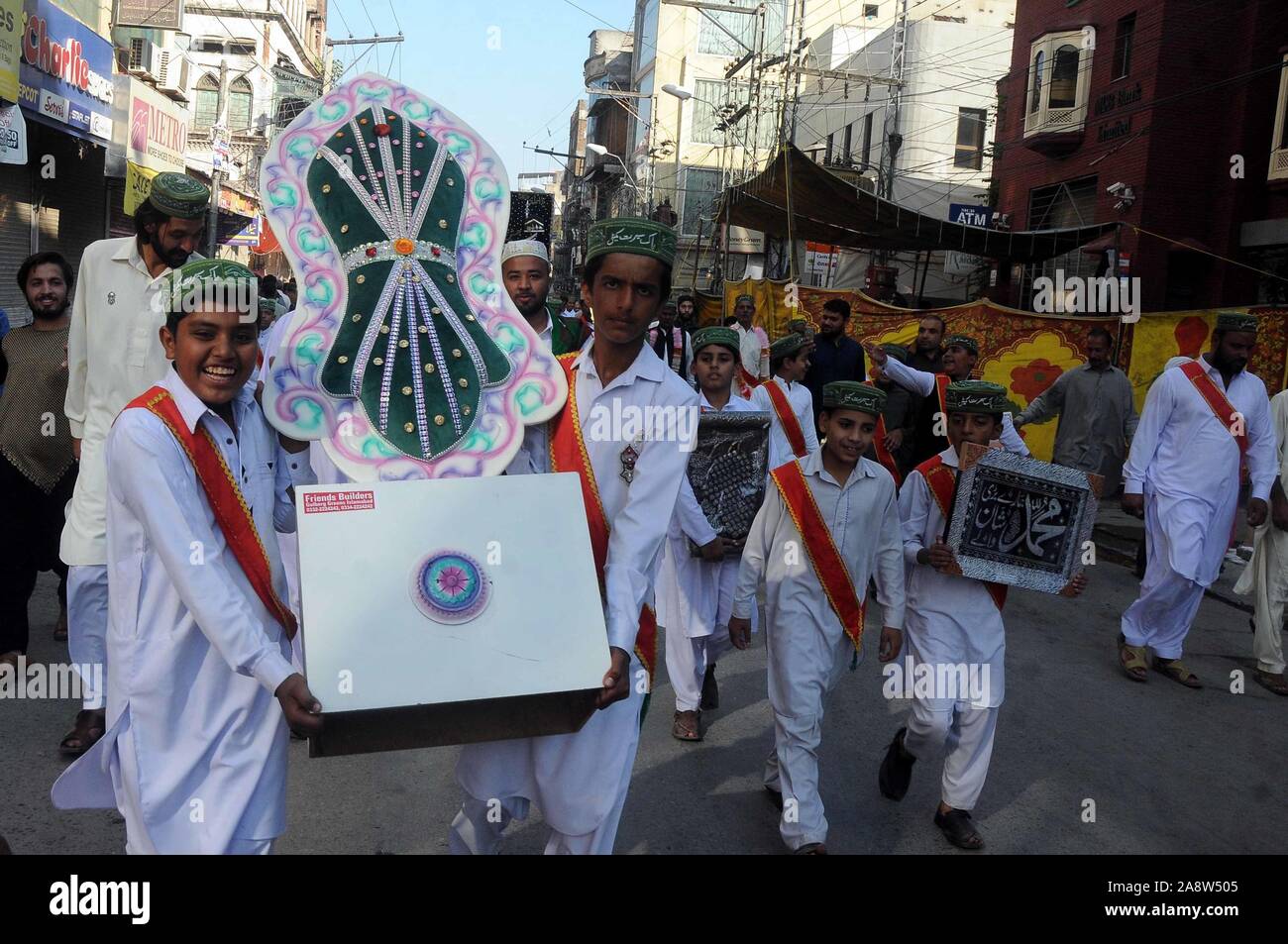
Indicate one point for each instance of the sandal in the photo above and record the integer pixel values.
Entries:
(1173, 670)
(89, 726)
(687, 725)
(1271, 682)
(1132, 659)
(960, 829)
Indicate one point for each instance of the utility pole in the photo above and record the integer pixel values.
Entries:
(218, 143)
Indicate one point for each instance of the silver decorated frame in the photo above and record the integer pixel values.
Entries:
(730, 505)
(1010, 474)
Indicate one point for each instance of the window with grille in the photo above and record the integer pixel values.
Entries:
(970, 138)
(240, 101)
(700, 191)
(206, 104)
(1124, 42)
(715, 42)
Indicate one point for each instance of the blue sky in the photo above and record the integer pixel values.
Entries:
(520, 89)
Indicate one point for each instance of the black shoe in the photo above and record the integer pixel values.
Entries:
(776, 797)
(960, 829)
(709, 690)
(896, 769)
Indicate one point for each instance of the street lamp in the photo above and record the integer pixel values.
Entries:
(626, 174)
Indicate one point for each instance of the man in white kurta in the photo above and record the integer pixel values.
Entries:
(1184, 468)
(752, 340)
(114, 356)
(789, 376)
(196, 742)
(695, 596)
(922, 382)
(1265, 578)
(580, 781)
(807, 647)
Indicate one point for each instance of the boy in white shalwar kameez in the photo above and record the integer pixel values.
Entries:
(200, 684)
(695, 595)
(630, 480)
(828, 524)
(952, 621)
(1201, 423)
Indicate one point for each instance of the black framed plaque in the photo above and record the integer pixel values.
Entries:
(728, 471)
(1019, 520)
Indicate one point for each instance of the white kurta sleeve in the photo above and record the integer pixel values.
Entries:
(290, 469)
(150, 472)
(1010, 438)
(913, 510)
(690, 514)
(889, 563)
(910, 377)
(1048, 403)
(77, 365)
(807, 423)
(638, 531)
(1158, 407)
(1262, 450)
(755, 553)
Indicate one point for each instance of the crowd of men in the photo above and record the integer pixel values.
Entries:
(108, 475)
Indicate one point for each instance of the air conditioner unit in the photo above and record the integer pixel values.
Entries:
(145, 58)
(172, 73)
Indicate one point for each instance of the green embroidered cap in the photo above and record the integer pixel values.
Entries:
(725, 338)
(179, 194)
(850, 394)
(962, 342)
(1235, 321)
(202, 283)
(977, 397)
(787, 346)
(632, 235)
(408, 348)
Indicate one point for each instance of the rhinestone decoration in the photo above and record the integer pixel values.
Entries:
(449, 586)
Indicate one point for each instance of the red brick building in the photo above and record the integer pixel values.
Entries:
(1181, 108)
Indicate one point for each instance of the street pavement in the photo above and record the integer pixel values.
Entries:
(1164, 769)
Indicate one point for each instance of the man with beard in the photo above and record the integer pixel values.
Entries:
(687, 309)
(754, 347)
(670, 342)
(835, 357)
(961, 355)
(38, 471)
(114, 355)
(526, 269)
(1202, 420)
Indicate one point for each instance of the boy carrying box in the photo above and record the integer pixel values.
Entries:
(828, 524)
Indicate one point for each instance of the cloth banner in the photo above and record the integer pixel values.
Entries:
(1021, 351)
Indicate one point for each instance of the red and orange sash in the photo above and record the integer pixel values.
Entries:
(791, 425)
(828, 566)
(941, 381)
(941, 480)
(226, 500)
(568, 454)
(1218, 400)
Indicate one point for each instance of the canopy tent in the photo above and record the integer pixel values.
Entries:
(831, 209)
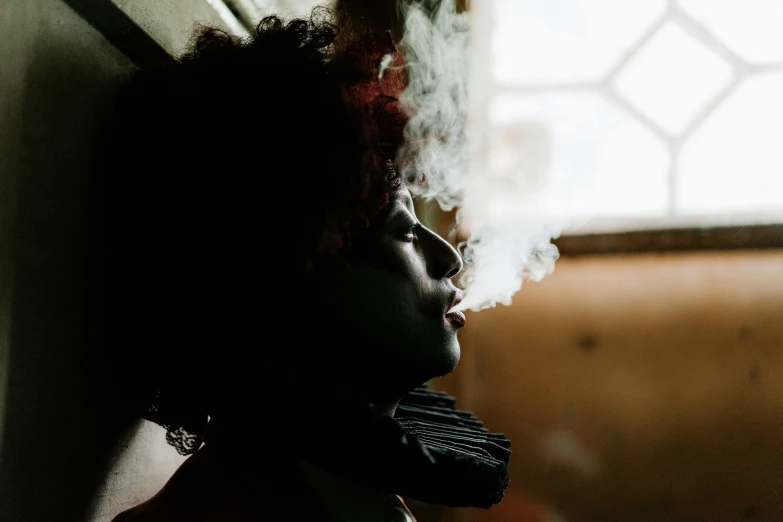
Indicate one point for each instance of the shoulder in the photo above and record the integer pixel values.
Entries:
(203, 490)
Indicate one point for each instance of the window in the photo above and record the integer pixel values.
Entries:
(633, 115)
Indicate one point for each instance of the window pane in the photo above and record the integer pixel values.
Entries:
(672, 78)
(734, 162)
(538, 41)
(751, 28)
(588, 156)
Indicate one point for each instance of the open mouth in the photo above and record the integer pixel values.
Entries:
(457, 319)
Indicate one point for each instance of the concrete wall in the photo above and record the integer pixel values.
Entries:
(635, 388)
(67, 452)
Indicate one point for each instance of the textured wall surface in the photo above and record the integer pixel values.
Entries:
(67, 452)
(636, 388)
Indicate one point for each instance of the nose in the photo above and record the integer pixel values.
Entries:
(443, 260)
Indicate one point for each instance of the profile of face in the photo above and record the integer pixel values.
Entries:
(391, 295)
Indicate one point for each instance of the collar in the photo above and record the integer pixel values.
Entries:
(430, 451)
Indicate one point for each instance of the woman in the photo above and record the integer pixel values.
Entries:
(292, 305)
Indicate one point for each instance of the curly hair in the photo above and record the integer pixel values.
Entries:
(235, 171)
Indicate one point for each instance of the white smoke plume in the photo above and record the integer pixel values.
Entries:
(510, 234)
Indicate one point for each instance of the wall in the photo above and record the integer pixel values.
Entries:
(635, 388)
(61, 434)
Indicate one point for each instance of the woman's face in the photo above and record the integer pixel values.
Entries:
(390, 297)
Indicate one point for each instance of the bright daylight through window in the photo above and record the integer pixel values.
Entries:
(631, 115)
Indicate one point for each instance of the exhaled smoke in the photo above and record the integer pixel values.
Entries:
(509, 241)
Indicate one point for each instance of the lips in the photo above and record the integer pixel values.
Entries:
(457, 319)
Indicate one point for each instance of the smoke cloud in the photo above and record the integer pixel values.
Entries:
(507, 211)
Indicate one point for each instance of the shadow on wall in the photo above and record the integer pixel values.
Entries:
(61, 417)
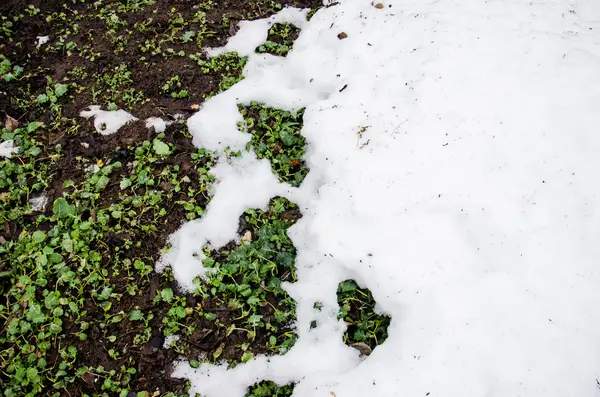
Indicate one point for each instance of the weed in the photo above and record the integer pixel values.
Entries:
(280, 39)
(276, 137)
(270, 389)
(357, 309)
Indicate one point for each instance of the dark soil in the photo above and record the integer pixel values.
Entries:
(152, 361)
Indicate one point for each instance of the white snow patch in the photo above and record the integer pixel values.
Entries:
(39, 203)
(41, 40)
(107, 122)
(251, 34)
(467, 206)
(7, 149)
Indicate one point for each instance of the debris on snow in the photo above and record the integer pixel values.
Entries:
(460, 244)
(107, 122)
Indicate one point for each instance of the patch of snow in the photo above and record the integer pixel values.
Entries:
(39, 203)
(251, 34)
(7, 149)
(159, 124)
(467, 206)
(107, 122)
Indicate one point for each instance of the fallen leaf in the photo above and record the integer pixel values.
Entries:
(11, 124)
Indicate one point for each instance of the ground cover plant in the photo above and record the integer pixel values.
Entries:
(276, 137)
(84, 217)
(366, 328)
(280, 39)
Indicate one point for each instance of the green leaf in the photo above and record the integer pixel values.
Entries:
(247, 356)
(35, 315)
(42, 98)
(51, 299)
(60, 89)
(180, 312)
(125, 183)
(166, 294)
(38, 236)
(67, 244)
(161, 148)
(62, 209)
(136, 315)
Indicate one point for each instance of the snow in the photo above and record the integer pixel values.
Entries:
(454, 177)
(107, 122)
(7, 149)
(157, 123)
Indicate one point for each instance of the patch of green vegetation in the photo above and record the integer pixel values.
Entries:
(270, 389)
(174, 88)
(276, 137)
(357, 309)
(229, 66)
(245, 280)
(115, 87)
(280, 39)
(58, 288)
(20, 181)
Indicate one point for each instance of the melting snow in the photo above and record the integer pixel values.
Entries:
(455, 177)
(107, 122)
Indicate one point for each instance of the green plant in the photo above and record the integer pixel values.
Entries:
(270, 389)
(276, 137)
(174, 88)
(357, 309)
(280, 39)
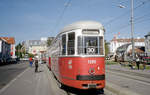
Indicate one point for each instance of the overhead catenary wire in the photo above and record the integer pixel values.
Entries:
(66, 5)
(122, 15)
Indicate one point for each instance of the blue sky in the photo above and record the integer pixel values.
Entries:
(33, 19)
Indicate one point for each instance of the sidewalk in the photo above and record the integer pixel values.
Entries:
(31, 83)
(123, 68)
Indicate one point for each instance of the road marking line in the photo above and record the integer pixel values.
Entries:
(12, 81)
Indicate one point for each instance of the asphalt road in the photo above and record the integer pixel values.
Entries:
(42, 83)
(133, 82)
(10, 71)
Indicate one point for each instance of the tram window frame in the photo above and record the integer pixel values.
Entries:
(71, 44)
(64, 44)
(81, 45)
(101, 45)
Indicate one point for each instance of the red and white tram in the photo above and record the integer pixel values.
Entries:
(76, 56)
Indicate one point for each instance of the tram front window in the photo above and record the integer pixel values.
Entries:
(88, 45)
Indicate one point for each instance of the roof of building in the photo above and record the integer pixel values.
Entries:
(83, 25)
(9, 40)
(129, 40)
(147, 34)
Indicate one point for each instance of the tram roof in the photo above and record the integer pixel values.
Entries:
(83, 25)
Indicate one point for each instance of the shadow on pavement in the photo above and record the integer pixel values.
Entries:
(83, 92)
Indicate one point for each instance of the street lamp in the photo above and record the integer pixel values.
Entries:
(132, 29)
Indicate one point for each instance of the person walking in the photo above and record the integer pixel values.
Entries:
(36, 64)
(30, 61)
(138, 62)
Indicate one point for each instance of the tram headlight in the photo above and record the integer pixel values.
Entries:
(92, 71)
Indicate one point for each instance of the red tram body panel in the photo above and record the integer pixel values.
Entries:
(77, 57)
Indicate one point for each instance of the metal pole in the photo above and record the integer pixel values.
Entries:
(132, 31)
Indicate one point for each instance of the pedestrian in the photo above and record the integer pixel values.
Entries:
(36, 64)
(30, 61)
(138, 63)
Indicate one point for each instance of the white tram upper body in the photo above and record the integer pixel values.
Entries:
(77, 55)
(74, 37)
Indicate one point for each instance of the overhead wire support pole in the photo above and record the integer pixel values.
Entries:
(132, 30)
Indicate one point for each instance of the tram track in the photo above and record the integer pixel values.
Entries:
(131, 75)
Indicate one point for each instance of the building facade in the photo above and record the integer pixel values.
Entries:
(147, 44)
(118, 42)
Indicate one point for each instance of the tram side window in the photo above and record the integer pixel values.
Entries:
(71, 42)
(64, 44)
(101, 45)
(80, 45)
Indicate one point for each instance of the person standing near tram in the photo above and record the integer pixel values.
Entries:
(30, 61)
(36, 64)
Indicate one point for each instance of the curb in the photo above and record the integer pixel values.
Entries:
(12, 81)
(119, 90)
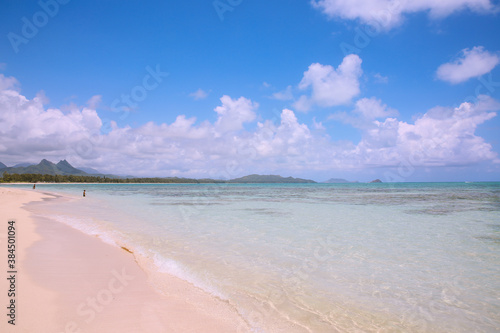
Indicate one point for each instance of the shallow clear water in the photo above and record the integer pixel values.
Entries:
(326, 257)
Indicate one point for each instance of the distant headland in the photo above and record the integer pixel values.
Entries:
(64, 172)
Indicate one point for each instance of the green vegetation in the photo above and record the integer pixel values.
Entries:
(38, 178)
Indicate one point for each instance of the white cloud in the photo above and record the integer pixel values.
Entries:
(233, 113)
(386, 14)
(471, 63)
(285, 95)
(330, 86)
(226, 148)
(199, 94)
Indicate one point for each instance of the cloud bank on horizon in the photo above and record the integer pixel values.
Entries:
(442, 136)
(237, 136)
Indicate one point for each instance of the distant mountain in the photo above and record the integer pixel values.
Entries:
(68, 169)
(269, 179)
(46, 168)
(338, 181)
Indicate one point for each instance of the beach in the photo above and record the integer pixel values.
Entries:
(407, 257)
(67, 281)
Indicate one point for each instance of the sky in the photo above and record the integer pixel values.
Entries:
(399, 90)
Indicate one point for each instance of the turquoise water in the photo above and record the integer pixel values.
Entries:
(410, 257)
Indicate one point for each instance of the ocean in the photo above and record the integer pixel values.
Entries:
(405, 257)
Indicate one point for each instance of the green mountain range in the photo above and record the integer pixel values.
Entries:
(45, 168)
(269, 179)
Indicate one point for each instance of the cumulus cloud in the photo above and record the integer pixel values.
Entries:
(236, 143)
(371, 108)
(471, 63)
(330, 86)
(387, 14)
(442, 136)
(234, 113)
(199, 94)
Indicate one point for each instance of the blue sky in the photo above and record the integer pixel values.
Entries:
(396, 90)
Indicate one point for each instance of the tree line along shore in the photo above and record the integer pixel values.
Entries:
(39, 178)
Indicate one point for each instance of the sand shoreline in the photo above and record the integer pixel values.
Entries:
(69, 281)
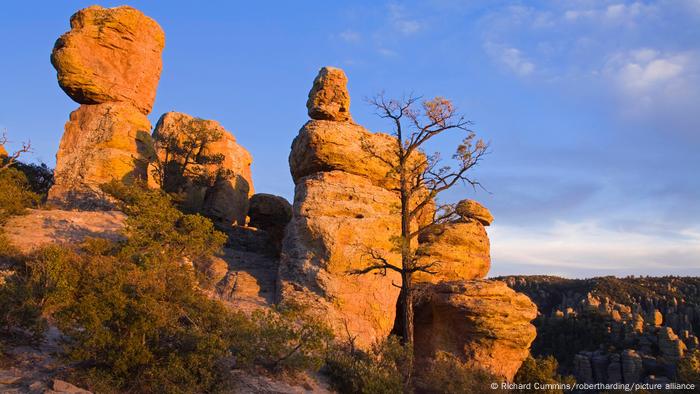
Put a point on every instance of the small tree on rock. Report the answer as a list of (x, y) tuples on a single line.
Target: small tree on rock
[(420, 178)]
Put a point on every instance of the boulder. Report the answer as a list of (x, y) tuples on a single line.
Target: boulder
[(460, 251), (226, 200), (470, 209), (101, 143), (270, 213), (483, 322), (110, 55), (329, 98), (343, 146), (325, 242)]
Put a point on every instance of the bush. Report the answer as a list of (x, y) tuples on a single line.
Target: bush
[(157, 231), (448, 374), (543, 371), (385, 368), (285, 339), (15, 193), (689, 368), (39, 176)]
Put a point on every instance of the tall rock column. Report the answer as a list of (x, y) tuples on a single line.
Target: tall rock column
[(341, 210), (110, 63)]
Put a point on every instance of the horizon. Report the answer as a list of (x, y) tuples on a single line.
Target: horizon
[(593, 144)]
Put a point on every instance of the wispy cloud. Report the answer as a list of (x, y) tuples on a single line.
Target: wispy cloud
[(589, 248), (350, 36), (401, 22), (511, 58)]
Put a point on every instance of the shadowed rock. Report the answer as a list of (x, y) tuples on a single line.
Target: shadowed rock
[(483, 322), (101, 143)]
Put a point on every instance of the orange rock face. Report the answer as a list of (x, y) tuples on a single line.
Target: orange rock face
[(460, 251), (337, 216), (110, 55), (227, 200), (483, 322), (101, 143), (329, 98)]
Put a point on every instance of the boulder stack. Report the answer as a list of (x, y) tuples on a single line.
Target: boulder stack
[(341, 212), (110, 63), (226, 200), (345, 213)]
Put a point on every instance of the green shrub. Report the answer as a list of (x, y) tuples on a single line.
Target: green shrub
[(448, 374), (15, 193), (689, 368), (385, 368), (286, 339), (543, 371)]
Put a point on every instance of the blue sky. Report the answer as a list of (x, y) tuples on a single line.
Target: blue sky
[(592, 107)]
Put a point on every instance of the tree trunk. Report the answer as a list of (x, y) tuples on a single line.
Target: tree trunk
[(406, 303)]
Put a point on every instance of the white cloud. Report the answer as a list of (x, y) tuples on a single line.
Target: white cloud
[(618, 13), (511, 58), (572, 248), (350, 36), (647, 78), (401, 22)]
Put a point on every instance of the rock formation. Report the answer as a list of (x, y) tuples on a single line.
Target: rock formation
[(629, 330), (340, 211), (329, 98), (483, 322), (344, 210), (270, 213), (109, 62), (110, 55), (226, 200), (460, 250)]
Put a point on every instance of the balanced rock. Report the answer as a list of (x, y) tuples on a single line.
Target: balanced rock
[(270, 213), (110, 55), (226, 200), (458, 251), (483, 322), (329, 98), (101, 143), (470, 209)]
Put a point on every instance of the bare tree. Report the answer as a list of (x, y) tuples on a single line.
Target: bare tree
[(11, 159), (418, 179)]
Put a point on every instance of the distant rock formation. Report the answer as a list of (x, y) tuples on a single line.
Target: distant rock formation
[(110, 62), (615, 330), (483, 322), (226, 201)]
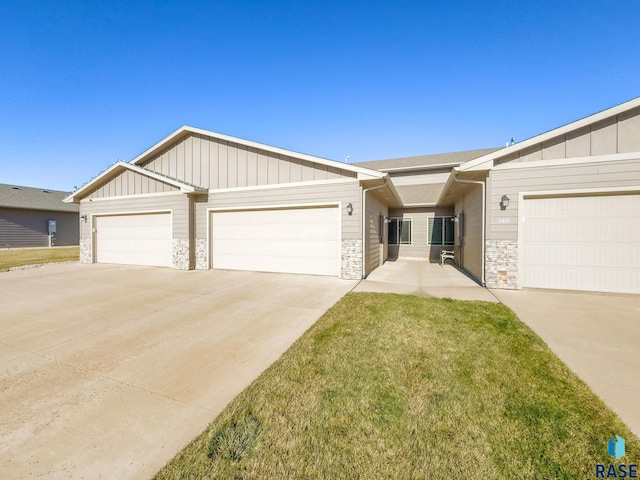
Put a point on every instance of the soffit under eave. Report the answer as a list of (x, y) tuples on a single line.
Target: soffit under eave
[(454, 189)]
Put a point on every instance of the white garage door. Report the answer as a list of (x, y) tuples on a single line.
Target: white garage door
[(301, 240), (141, 239), (582, 243)]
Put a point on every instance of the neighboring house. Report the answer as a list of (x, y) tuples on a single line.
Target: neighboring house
[(560, 210), (25, 215)]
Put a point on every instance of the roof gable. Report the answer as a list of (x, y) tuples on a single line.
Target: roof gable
[(214, 161), (117, 171), (612, 131)]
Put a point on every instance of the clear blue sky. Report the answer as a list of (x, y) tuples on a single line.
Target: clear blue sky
[(86, 83)]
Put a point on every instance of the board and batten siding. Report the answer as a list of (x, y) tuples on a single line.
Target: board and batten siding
[(283, 196), (503, 224), (617, 134), (469, 244), (22, 228), (375, 233), (215, 164), (177, 203), (420, 247), (131, 183)]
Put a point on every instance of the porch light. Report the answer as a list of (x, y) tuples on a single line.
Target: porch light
[(349, 208)]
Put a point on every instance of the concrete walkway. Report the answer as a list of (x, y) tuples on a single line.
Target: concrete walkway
[(420, 277), (108, 371), (596, 335)]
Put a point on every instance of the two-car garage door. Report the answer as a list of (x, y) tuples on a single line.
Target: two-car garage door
[(288, 240), (582, 243), (135, 239)]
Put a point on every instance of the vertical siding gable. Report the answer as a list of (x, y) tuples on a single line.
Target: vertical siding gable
[(213, 163), (130, 183), (242, 167), (617, 134)]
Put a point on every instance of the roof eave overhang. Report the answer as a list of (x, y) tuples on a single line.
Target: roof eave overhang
[(487, 162), (120, 166), (186, 130)]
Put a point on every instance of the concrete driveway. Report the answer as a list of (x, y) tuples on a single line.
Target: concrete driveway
[(596, 335), (108, 371), (413, 276)]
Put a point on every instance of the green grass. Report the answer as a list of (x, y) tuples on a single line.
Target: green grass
[(33, 256), (401, 387)]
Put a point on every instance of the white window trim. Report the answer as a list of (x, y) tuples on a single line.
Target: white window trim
[(443, 244), (410, 219)]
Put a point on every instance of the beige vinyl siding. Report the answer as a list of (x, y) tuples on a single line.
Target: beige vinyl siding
[(213, 164), (503, 224), (375, 252), (469, 247), (178, 204), (345, 192), (420, 247), (21, 228), (617, 134), (131, 183)]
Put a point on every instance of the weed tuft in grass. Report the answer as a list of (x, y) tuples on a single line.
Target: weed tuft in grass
[(236, 439)]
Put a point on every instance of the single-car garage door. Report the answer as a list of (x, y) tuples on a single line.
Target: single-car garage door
[(582, 243), (139, 239), (292, 240)]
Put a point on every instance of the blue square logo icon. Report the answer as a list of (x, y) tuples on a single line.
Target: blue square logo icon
[(616, 447)]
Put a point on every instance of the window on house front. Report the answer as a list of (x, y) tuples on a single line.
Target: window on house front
[(400, 231), (441, 231)]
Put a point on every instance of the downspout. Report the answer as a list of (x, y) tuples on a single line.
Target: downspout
[(481, 183), (364, 221)]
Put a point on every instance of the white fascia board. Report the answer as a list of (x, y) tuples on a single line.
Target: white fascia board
[(447, 185), (248, 143), (435, 166), (569, 161), (185, 188), (120, 165), (71, 198), (486, 162)]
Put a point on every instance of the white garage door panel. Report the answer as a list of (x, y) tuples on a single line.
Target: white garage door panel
[(143, 239), (583, 243), (304, 240)]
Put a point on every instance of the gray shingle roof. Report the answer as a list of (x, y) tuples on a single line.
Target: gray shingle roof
[(426, 193), (15, 196), (426, 160)]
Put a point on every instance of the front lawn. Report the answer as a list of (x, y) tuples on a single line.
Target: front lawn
[(400, 387), (17, 257)]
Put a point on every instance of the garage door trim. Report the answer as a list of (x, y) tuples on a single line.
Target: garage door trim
[(540, 194), (92, 223), (279, 206)]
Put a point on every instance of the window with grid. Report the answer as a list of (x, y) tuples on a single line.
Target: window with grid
[(441, 231), (400, 231)]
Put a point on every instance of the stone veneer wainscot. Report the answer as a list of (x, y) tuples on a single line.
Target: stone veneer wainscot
[(501, 268)]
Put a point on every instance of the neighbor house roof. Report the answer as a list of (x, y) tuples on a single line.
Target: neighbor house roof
[(15, 196), (120, 166), (438, 160)]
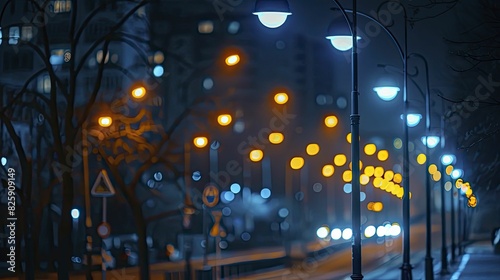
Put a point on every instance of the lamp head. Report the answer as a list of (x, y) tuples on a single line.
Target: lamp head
[(456, 173), (387, 88), (340, 34), (447, 159), (412, 120), (272, 13), (431, 141)]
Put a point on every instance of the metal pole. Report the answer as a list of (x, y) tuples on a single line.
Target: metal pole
[(355, 195), (452, 213), (444, 251), (460, 224), (406, 268), (88, 218), (187, 203), (103, 265), (429, 268)]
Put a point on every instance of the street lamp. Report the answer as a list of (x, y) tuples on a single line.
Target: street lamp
[(273, 13), (430, 142), (355, 195)]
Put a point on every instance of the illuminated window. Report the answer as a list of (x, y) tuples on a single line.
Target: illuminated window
[(27, 33), (43, 84), (141, 12), (205, 27), (13, 35), (61, 6)]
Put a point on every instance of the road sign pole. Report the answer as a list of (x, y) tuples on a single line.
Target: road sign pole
[(104, 214)]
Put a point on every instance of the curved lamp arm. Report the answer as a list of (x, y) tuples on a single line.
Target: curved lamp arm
[(428, 92)]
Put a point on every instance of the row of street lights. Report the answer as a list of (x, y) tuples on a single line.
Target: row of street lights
[(272, 14), (137, 93)]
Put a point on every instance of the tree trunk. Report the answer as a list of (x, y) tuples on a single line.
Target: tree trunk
[(141, 242), (64, 237), (28, 222)]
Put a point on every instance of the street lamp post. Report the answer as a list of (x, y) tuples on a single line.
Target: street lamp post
[(452, 230), (273, 13), (429, 142), (88, 219), (444, 251)]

◇ ◇ ◇ ◇ ◇

* _What is needed_
Would you copy, unchanged, the stretch of the records above that begins at the line containing "Indicate one point for each instance of the patch of snow" and ends at the line containing "Indicate one point for each instance of the ground", and only that?

* _Solution to the problem_
Indicate one point for each instance of the patch of snow in the photo above and record the integer pixel values.
Entries:
(39, 203)
(251, 34)
(7, 149)
(159, 124)
(467, 206)
(107, 122)
Indicate one point for each instance of the fallen leaf in the photo above and record the integer pixel values.
Entries:
(11, 124)
Indicate one point for each instance of the ground cover plant in the photo above and record the integer pixel values.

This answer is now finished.